§ Задание
Напишите продолжение отрывка о палаццо Фортуни и выставке Тапиеса, начиная сразу после его последнего предложения.

Текст книги "Музей воды. Венецианский дневник эпохи Твиттера"
Автор книги: Дмитрий Бавильский
Жанр: Публицистика: прочее, Публицистика
Возрастные ограничения: +16
сообщить о неприемлемом содержимом
Текущая страница: 17 (всего у книги 31 страниц)
По всему видно: палаццо Фортуни некогда процветало, затем пришло в упадок, теперь выставляет себя затейливым выставочным залом.
Одним из последних жителей дворца был Мариано Фортуни, декадент и театральный декоратор, захламивший второй этаж дворца живописным, легко инсталлируемым хламом. Наследник могучего рода и испанского писателя-отца, он жил тут и творил: моды, искусство, ну и собственную легенду заодно.
Здесь, среди оставленных Фортуни вещей, есть скульптуры и гипсовые отливки, африканские маски, бальные платья, архитектурные макеты и незаконченные фрески в ар-нувошном духе, посмертные лики Бетховена и Вагнера, а также столы, заваленные рукописями, замысловатые картины и «нутрянка» шкафов, образующих живописные натюрморты.
Смешение мелочей и шедевров, антиквариата и хрупких ассамбляжей – всего со всем. Оригиналы гравюр Пиранези соседствуют с каменными буддами и павлиньими веерами. Мариано пробовал себя в самых разных творческих областях, но, как это часто бывает, ни в одной из них не достиг чего-то существенного. Вековечного. Остались лишь декорации. Пролегомены к несостоявшейся жизни…
Впрочем, не слишком ли «резко я взял»? «Чем незримей вещь, тем оно верней, что она когда-то существовала на земле, и тем больше она – везде…»[33]33
Иосиф Бродский, «Римские элегии».
[Закрыть] От других не остается вообще ничего, а Фортуни, помимо эффектных «театральных» ламп, носящих его имя, коими торговали по всей Европе, «придумал» еще и фасон «дельфосов», которые носили Айседора Дункан и Сара Бернар, которые восхищали Пруста. «Мир состоит из наготы и складок. В этих последних больше любви, чем в лицах».
На третьем этаже возникают роскошные венецианские окна от пола и до потолка с неземными видами на оранжевые скорлупки черепичных крыш, церквей и промельк Гранд-канала.
Еще этажом выше открывается большое (бальное) выставочное пространство с «корабельным» потолком, поддерживаемым деревянными балками.
Казалось бы, при чем тут брутальный Антони Тапиес? Вместе с большими и грубыми его работами, в основном последних лет – широкими, фактурными, подчас иероглифичными, вздувающимися, – также привезли вещи из его личной коллекции – то, что Тапиес собирал всю жизнь, и то, что теперь находится в фондах его фонда. Вот в экспозиции и смешались личные пристрастия двух интернациональных экстравагантностей, выдав совершенно непредсказуемый результат соединения.

§ Исходные данные

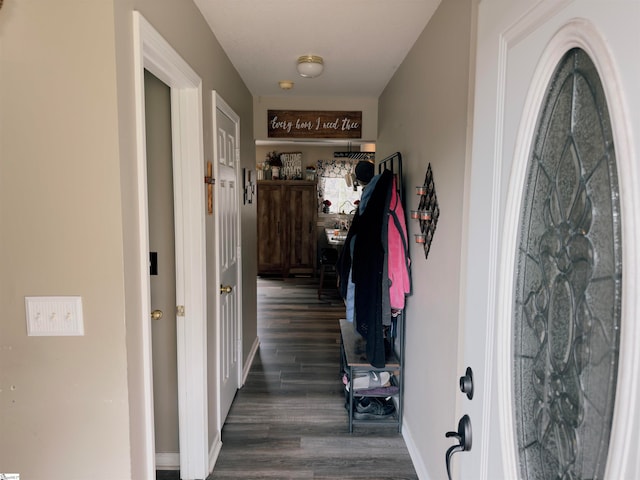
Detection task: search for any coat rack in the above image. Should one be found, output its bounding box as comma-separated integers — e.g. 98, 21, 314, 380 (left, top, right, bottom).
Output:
411, 163, 440, 258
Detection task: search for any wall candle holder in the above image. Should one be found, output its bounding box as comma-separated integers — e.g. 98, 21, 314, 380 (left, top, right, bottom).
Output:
411, 163, 440, 258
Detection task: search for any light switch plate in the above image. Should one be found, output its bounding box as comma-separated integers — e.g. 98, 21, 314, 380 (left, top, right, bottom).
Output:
25, 296, 84, 337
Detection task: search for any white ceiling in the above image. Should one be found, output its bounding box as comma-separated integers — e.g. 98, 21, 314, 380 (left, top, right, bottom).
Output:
194, 0, 440, 98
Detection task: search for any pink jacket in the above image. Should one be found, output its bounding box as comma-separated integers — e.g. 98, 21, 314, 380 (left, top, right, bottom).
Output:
387, 176, 411, 310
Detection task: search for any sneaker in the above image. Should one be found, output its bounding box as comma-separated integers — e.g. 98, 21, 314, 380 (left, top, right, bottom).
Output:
353, 397, 395, 420
342, 370, 391, 392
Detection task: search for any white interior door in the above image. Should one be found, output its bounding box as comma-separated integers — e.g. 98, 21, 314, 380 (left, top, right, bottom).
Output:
213, 92, 242, 428
460, 0, 640, 480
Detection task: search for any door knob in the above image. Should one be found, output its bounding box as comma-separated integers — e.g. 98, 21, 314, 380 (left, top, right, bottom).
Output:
460, 367, 473, 400
445, 415, 471, 480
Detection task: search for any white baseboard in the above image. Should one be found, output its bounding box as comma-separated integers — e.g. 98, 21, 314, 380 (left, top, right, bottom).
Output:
156, 452, 180, 470
241, 337, 260, 386
209, 432, 222, 474
402, 415, 429, 480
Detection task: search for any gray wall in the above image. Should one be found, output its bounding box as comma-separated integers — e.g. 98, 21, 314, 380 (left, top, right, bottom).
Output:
376, 0, 473, 479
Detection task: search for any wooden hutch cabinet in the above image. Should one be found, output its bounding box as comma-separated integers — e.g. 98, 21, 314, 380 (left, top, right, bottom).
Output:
257, 180, 318, 276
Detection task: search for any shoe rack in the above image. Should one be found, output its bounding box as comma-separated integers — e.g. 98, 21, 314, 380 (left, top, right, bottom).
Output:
340, 314, 404, 433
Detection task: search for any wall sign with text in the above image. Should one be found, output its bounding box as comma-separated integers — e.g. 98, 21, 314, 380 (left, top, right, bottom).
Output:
267, 110, 362, 138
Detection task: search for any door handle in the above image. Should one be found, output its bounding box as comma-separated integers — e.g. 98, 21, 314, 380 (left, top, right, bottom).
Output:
445, 415, 471, 480
460, 367, 473, 400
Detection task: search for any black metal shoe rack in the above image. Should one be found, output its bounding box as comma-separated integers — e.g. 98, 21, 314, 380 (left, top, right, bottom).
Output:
340, 313, 405, 433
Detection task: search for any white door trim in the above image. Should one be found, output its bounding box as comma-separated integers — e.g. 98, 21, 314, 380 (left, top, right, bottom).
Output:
133, 12, 209, 479
211, 90, 244, 430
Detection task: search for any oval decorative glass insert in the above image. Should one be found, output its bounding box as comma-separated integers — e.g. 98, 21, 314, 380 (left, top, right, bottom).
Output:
513, 48, 622, 480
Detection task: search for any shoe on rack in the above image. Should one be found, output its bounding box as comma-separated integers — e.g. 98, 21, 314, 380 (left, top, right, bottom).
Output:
353, 397, 395, 420
342, 370, 391, 392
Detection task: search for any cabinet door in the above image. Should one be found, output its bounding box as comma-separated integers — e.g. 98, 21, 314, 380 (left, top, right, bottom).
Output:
286, 184, 317, 274
257, 183, 285, 273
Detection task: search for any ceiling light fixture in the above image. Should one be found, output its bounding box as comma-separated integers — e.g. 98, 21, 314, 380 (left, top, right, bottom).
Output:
298, 55, 324, 78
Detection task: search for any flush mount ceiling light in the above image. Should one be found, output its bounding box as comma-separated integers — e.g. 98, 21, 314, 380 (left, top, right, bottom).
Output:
298, 55, 324, 78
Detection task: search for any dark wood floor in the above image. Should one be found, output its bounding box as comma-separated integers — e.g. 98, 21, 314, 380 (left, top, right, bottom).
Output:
158, 278, 418, 480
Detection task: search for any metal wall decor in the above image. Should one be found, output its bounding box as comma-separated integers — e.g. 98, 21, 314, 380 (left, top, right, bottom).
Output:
411, 164, 440, 258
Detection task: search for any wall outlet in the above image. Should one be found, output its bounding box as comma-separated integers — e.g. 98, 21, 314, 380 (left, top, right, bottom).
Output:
25, 297, 84, 337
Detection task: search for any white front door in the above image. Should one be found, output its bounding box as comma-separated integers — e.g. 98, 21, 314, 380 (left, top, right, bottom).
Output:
462, 0, 640, 480
213, 92, 242, 428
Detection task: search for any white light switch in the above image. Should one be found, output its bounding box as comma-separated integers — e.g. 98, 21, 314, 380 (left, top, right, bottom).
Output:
25, 297, 84, 336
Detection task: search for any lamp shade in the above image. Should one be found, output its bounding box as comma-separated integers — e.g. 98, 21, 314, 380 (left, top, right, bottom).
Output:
298, 55, 324, 78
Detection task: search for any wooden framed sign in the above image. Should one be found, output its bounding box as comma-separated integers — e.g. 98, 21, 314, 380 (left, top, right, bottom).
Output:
267, 110, 362, 138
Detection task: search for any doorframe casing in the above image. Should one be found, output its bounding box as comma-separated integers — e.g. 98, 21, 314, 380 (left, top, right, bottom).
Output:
133, 11, 209, 479
211, 90, 244, 433
492, 12, 640, 478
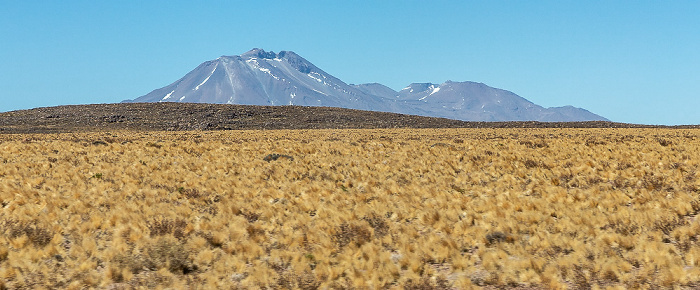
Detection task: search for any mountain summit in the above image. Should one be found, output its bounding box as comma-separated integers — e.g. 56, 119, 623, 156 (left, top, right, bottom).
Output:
125, 48, 606, 121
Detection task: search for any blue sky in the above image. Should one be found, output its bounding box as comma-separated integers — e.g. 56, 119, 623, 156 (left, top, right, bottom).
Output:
0, 0, 700, 125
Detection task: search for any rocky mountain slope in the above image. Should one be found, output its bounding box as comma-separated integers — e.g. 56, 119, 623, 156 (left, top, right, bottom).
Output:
125, 48, 607, 122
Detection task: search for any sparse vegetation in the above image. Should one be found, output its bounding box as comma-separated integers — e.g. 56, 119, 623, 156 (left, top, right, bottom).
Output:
0, 129, 700, 289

§ Результат выполнения
Уже на нулевом этаже, где в пустых полутемных залах нет ничего, кроме обнаженной кирпичной кладки с содранной кожей, вместе с картинами и ассамбляжами Тапиеса внезапно, точно видение, возникает картина Ротко или скульптура раннего Джакометти, привезенные сюда из Испании.
О, это очень веселый эффект: сначала ты видишь картину в стиле Ротко, идеально вписанную в окружающую кирпичную разруху, и думаешь, что Тапиес идеально схватил стиль экспрессиониста, затем читаешь этикетку и видишь, что это картина самого Ротко из собрания Фонда Тапиеса в Барселоне.
О’кей, правила игры приняты.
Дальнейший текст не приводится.